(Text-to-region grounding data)
== Segment start ==

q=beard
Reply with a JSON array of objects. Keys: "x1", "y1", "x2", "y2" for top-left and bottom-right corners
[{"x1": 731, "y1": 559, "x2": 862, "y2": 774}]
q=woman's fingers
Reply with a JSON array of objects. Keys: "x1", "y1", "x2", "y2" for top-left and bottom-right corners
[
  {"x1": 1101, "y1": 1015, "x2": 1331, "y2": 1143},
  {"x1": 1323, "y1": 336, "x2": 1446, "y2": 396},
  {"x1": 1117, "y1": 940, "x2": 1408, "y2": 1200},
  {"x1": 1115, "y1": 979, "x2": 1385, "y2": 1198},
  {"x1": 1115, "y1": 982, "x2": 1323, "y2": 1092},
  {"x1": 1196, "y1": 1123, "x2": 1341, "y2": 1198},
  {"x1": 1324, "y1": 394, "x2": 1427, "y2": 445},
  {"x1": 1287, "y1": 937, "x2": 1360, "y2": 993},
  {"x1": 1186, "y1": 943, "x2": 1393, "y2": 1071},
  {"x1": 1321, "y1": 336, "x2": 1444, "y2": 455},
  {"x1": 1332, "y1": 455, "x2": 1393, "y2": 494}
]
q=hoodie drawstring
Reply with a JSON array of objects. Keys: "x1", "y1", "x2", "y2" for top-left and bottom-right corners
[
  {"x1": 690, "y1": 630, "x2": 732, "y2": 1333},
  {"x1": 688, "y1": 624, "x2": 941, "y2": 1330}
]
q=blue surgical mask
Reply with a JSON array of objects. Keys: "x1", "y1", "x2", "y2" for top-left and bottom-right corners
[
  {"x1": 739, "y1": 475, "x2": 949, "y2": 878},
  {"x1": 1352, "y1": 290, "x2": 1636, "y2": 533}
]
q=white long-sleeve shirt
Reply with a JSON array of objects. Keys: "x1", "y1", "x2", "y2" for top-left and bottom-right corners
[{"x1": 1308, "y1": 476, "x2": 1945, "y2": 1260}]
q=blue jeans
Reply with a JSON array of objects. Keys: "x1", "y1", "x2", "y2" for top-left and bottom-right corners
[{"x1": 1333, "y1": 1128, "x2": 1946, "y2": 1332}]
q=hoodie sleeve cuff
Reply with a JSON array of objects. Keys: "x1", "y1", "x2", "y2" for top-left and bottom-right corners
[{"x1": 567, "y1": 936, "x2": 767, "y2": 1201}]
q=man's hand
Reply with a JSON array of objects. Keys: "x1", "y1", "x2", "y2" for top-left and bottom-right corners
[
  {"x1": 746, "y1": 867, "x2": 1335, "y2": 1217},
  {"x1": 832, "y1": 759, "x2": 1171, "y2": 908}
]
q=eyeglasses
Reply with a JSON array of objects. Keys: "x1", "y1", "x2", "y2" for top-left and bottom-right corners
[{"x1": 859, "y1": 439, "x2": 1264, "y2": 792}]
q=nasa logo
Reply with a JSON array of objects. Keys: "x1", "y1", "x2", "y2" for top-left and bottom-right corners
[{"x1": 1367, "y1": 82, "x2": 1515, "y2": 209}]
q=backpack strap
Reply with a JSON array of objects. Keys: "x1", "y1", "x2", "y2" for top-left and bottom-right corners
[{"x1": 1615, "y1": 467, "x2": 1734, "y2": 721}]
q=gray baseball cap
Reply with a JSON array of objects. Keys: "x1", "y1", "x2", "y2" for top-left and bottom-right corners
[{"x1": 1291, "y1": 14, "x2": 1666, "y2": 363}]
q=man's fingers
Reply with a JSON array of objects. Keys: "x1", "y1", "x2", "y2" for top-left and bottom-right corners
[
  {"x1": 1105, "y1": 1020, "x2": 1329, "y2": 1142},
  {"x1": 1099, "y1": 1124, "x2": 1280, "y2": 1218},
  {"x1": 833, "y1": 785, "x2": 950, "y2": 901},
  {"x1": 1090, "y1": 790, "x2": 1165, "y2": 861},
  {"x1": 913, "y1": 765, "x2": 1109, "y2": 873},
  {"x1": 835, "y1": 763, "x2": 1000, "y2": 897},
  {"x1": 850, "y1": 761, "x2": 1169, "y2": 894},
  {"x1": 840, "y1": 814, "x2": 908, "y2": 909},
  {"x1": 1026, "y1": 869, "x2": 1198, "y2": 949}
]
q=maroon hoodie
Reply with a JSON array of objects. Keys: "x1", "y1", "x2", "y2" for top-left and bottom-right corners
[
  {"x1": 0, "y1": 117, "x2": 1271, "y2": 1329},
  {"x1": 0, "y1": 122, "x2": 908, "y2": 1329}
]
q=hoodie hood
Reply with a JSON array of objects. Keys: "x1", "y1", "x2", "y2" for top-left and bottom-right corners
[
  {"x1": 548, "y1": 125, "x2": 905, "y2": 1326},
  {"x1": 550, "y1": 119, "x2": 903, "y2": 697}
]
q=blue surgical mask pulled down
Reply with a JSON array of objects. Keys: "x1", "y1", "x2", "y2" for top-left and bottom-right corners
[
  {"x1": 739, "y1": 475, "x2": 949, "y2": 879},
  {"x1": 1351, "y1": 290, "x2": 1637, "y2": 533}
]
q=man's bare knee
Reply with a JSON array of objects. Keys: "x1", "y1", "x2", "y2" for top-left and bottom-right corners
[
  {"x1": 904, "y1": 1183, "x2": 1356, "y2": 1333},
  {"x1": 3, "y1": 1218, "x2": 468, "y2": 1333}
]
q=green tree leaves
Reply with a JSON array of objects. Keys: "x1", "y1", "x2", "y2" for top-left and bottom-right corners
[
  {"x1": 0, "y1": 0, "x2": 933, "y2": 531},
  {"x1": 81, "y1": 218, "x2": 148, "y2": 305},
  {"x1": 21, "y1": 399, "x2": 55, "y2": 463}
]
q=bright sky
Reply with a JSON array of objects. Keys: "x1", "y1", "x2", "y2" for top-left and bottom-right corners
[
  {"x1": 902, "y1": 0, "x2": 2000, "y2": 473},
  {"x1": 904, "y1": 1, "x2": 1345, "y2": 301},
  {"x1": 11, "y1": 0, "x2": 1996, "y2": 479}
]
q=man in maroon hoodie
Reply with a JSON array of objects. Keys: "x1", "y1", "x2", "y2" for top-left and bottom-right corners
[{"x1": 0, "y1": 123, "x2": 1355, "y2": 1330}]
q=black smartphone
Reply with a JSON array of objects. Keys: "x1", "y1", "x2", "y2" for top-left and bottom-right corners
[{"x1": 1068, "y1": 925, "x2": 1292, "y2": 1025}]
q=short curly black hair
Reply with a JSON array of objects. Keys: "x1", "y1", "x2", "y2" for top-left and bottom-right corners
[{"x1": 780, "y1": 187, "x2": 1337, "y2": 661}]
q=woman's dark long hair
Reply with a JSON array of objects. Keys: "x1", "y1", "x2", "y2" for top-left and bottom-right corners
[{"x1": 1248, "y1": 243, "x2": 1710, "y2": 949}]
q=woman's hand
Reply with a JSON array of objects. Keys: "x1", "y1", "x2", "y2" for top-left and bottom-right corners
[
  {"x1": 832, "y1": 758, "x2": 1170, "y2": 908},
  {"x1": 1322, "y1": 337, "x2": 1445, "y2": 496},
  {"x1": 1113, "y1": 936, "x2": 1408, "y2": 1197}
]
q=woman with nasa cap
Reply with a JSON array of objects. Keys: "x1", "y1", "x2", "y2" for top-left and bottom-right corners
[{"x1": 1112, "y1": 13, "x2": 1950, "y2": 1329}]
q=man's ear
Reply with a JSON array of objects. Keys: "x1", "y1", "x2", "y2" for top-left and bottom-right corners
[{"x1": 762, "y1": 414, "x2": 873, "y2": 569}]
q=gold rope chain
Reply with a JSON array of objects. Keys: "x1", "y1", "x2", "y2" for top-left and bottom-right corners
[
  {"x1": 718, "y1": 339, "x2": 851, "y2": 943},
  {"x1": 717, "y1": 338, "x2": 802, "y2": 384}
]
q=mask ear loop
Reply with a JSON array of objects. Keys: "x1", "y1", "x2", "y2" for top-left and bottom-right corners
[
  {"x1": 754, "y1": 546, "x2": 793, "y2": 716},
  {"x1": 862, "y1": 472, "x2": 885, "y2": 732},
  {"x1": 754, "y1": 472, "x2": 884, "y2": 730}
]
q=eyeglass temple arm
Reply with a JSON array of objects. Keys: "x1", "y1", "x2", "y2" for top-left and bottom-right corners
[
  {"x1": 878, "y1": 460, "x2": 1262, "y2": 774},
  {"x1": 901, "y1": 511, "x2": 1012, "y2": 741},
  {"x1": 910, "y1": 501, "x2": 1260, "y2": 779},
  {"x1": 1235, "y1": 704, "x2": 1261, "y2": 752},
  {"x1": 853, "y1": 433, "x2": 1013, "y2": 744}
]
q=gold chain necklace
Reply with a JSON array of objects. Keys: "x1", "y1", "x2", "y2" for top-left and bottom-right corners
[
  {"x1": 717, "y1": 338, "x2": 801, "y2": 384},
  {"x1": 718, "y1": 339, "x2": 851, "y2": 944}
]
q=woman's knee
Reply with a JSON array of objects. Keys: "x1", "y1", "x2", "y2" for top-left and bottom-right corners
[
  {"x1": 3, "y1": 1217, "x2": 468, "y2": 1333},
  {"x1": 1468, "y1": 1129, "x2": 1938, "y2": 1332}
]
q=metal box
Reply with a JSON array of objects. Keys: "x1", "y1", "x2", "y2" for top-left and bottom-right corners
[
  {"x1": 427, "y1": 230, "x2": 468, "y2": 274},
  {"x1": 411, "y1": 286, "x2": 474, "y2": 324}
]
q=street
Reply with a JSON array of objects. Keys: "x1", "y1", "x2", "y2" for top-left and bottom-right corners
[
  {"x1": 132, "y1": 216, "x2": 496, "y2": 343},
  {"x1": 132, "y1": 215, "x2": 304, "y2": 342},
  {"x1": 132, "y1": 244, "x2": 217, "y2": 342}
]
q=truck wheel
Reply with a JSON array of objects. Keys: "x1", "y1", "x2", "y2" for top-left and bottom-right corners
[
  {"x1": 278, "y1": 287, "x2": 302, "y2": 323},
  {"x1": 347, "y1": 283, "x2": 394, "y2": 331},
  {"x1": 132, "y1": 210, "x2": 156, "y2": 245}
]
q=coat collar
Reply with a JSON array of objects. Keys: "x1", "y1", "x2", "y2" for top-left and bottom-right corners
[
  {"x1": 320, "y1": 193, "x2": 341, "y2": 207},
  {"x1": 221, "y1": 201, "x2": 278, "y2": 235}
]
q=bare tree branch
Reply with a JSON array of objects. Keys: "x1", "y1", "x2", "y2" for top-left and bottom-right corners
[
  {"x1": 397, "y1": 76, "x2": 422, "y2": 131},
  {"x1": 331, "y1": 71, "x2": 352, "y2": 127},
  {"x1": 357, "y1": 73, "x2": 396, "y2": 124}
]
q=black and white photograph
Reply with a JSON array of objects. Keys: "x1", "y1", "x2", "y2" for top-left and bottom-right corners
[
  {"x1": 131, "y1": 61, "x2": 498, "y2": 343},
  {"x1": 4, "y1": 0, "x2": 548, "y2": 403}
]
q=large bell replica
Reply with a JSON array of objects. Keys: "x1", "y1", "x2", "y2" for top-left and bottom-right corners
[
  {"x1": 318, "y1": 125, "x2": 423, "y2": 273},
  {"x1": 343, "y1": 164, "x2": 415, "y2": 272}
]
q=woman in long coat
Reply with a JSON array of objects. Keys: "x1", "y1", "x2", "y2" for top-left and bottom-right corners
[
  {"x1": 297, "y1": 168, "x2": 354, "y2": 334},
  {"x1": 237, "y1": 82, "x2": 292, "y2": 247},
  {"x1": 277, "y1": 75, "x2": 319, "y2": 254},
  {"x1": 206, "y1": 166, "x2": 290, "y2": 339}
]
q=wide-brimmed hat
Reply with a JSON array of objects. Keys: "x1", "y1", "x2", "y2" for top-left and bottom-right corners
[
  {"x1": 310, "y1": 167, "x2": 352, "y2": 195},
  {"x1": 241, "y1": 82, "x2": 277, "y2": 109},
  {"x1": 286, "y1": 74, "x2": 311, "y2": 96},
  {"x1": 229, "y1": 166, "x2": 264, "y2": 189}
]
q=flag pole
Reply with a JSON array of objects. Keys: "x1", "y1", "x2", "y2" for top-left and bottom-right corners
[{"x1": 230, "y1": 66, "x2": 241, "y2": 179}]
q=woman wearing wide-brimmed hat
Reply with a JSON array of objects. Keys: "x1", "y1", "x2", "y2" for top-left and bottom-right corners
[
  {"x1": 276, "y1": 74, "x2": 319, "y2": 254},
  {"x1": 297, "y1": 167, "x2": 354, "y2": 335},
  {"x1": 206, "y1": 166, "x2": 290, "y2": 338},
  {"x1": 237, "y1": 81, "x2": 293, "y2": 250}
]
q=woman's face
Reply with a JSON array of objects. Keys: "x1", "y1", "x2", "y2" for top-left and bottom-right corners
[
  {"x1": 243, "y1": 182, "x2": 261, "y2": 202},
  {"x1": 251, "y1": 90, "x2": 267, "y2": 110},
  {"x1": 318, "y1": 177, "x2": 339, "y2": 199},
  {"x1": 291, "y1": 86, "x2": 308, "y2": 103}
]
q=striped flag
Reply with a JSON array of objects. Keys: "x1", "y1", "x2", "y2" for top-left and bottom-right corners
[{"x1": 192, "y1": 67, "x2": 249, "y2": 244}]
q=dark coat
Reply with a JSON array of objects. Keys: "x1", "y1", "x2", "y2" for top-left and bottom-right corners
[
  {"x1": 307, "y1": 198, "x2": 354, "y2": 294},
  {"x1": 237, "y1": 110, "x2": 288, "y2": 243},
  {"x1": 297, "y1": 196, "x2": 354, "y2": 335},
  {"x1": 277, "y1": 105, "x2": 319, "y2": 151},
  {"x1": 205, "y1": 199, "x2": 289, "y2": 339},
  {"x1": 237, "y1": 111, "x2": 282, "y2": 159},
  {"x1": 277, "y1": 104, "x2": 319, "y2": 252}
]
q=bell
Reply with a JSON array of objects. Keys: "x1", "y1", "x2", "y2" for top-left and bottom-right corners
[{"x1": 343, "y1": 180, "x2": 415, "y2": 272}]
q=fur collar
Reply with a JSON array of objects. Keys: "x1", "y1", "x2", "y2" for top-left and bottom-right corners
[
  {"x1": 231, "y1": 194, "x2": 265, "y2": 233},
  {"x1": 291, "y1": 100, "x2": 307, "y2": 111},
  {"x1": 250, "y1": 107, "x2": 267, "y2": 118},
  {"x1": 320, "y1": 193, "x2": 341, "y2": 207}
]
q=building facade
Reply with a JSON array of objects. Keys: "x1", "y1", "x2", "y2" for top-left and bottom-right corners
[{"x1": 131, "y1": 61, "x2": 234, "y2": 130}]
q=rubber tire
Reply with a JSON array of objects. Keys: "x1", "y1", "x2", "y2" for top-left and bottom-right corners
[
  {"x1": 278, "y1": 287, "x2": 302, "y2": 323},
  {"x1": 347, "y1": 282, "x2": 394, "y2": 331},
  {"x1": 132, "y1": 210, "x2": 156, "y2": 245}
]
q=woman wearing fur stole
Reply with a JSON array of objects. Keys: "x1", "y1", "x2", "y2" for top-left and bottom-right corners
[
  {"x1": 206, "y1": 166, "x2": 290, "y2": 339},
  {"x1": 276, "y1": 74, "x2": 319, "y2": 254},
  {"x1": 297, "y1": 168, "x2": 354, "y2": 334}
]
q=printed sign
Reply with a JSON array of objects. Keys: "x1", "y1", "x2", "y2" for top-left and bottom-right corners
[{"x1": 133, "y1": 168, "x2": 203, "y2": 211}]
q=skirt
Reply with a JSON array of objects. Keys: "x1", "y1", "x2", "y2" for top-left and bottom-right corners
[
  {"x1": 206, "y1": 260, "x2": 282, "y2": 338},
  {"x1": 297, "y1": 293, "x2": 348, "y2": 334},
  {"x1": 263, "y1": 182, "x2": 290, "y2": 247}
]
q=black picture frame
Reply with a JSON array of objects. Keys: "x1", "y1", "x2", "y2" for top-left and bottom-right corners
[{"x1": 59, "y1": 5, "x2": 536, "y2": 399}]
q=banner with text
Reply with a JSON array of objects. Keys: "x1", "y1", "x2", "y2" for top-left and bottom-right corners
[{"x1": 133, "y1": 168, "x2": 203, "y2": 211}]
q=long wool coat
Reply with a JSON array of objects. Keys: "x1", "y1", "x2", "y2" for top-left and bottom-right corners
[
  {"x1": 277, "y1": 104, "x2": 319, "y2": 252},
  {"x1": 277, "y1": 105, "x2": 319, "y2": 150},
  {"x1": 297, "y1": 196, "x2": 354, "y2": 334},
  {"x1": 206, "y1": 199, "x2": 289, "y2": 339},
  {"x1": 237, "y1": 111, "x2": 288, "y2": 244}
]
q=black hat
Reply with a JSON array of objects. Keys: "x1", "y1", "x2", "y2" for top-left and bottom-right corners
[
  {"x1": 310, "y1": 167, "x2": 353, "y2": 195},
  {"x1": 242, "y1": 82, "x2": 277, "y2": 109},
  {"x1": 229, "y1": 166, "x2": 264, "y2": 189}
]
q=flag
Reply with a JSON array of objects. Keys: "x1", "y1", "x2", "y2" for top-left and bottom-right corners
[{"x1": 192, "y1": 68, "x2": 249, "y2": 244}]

== Segment end ==

ACTIVITY >> The lines to copy run from the one containing "q=banner with text" through the last line above. Copy them exactly and include nothing else.

RESULT >>
q=banner with text
Reply with a JSON array of objects. Keys: "x1", "y1", "x2", "y2" for top-left and bottom-right corners
[{"x1": 133, "y1": 168, "x2": 203, "y2": 211}]
q=long wool coat
Reply with a JSON array of objects. Keys: "x1", "y1", "x2", "y2" for top-left and bottom-right corners
[
  {"x1": 277, "y1": 104, "x2": 319, "y2": 252},
  {"x1": 277, "y1": 105, "x2": 319, "y2": 150},
  {"x1": 297, "y1": 196, "x2": 354, "y2": 334},
  {"x1": 206, "y1": 199, "x2": 289, "y2": 339},
  {"x1": 237, "y1": 111, "x2": 288, "y2": 244}
]
q=black hat
Reply with a JSON array of objects. Keys: "x1", "y1", "x2", "y2" for top-left and bottom-right corners
[
  {"x1": 310, "y1": 167, "x2": 353, "y2": 195},
  {"x1": 242, "y1": 82, "x2": 277, "y2": 109},
  {"x1": 229, "y1": 166, "x2": 264, "y2": 189}
]
q=flag
Reply with a JSON array of objects. Keys: "x1", "y1", "x2", "y2" for top-left and bottom-right corners
[{"x1": 192, "y1": 68, "x2": 249, "y2": 244}]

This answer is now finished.